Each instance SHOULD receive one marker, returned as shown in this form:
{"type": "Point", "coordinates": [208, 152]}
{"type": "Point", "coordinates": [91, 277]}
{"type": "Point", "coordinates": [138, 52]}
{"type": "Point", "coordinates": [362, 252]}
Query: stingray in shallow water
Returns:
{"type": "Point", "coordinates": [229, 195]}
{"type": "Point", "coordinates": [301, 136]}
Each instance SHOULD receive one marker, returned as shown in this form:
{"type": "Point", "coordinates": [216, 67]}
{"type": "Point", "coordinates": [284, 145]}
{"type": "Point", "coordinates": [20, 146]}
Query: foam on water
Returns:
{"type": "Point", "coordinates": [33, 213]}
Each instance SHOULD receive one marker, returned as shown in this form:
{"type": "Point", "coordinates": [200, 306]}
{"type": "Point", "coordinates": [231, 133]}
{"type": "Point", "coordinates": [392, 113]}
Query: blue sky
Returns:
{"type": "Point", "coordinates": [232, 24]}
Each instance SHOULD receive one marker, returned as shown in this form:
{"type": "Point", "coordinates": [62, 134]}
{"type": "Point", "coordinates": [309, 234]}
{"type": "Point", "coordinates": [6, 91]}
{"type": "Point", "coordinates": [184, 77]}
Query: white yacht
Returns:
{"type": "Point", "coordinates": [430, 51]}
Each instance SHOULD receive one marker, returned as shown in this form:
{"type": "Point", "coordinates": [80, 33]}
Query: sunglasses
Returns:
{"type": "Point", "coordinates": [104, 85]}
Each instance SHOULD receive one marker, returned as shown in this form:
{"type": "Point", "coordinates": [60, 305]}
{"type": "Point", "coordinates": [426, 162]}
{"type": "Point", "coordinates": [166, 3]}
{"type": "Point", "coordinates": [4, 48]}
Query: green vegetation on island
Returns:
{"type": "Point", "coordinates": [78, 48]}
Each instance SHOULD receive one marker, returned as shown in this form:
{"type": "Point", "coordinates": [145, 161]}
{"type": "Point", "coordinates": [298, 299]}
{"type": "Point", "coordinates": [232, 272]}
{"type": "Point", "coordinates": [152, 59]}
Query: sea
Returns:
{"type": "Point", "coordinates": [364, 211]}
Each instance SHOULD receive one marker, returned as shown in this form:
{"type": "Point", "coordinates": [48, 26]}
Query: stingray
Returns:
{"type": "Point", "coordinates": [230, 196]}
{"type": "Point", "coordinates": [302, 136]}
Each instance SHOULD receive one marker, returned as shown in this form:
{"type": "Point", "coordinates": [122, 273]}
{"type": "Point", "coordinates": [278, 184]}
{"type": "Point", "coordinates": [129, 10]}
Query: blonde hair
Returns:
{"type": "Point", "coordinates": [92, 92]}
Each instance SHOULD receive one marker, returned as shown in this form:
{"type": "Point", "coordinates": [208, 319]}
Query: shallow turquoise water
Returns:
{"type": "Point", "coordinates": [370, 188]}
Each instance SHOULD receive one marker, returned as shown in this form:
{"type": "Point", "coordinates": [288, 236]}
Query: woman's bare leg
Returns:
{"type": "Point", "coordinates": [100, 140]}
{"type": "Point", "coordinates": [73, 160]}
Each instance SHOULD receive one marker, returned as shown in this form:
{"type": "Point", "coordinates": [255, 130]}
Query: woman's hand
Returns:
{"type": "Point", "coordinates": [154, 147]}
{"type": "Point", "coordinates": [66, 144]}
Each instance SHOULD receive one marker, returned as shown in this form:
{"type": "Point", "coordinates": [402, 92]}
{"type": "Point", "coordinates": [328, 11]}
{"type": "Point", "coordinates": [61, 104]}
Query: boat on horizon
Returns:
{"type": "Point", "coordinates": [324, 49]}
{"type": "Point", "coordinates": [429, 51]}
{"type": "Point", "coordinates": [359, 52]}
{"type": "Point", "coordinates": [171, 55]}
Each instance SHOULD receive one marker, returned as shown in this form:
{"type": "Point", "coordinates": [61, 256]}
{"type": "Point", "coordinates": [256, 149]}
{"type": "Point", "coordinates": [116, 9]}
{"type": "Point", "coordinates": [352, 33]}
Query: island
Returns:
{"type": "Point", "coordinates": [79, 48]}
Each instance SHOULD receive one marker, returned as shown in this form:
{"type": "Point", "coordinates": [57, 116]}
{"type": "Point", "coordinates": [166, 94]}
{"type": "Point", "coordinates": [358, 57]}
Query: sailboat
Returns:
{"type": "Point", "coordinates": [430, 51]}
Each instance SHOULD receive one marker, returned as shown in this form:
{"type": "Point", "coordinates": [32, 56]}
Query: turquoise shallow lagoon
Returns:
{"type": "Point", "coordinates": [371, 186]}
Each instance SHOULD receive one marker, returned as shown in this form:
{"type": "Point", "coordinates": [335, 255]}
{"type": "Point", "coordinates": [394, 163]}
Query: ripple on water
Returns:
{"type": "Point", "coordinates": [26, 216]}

--

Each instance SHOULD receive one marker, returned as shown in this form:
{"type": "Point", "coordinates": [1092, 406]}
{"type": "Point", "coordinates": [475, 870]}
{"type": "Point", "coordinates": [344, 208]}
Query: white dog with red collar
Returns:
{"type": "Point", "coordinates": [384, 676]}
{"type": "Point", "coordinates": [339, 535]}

...

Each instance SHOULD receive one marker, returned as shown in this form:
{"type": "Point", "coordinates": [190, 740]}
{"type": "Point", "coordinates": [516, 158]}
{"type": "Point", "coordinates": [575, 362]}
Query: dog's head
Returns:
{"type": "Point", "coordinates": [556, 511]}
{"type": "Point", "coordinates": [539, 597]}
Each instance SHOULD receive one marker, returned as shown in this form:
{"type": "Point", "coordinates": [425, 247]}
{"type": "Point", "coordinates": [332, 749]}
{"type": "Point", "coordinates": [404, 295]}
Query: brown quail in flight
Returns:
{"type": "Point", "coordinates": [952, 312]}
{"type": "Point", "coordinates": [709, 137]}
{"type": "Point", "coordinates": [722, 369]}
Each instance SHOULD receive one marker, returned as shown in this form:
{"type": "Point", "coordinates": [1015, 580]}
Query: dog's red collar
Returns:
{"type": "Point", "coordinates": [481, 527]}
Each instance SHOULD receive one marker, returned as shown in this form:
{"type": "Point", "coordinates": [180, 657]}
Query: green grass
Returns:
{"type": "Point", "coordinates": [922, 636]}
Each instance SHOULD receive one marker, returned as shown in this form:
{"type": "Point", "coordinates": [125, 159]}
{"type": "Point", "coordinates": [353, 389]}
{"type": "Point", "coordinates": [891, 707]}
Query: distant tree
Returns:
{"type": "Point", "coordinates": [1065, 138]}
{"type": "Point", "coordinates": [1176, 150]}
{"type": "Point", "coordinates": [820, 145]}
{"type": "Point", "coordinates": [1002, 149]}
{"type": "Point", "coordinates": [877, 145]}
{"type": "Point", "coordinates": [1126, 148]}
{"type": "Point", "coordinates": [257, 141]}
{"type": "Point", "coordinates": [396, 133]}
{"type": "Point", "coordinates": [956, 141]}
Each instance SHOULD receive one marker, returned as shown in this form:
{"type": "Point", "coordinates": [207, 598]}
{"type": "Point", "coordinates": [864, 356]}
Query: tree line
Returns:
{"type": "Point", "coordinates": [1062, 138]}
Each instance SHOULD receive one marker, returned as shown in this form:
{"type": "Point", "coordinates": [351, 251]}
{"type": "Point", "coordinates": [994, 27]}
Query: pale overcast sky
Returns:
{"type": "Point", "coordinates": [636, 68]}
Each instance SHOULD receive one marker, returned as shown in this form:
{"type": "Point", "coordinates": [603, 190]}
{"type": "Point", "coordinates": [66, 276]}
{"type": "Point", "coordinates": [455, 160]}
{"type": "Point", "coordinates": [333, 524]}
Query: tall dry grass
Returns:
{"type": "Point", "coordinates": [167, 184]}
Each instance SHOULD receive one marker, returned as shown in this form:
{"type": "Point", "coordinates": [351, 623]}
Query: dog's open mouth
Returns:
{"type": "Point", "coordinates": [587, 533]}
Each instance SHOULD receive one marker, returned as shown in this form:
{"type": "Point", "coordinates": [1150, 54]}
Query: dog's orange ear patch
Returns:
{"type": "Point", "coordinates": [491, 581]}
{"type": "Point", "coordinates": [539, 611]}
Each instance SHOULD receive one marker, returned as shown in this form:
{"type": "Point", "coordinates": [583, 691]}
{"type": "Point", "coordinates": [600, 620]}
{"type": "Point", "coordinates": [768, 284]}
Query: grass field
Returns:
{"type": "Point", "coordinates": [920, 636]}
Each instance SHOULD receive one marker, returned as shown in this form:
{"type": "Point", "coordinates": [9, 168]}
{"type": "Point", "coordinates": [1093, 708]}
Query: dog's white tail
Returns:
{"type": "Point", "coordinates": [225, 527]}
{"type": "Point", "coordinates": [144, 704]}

◆ Exercise brief ◆
Collect every line from the rows above that contains the word "water", and treat uppercase and lowercase as different.

◆ Result of this exercise ◆
Query: stingray in shallow water
Query: foam on water
Query: shallow turquoise water
Query: ripple on water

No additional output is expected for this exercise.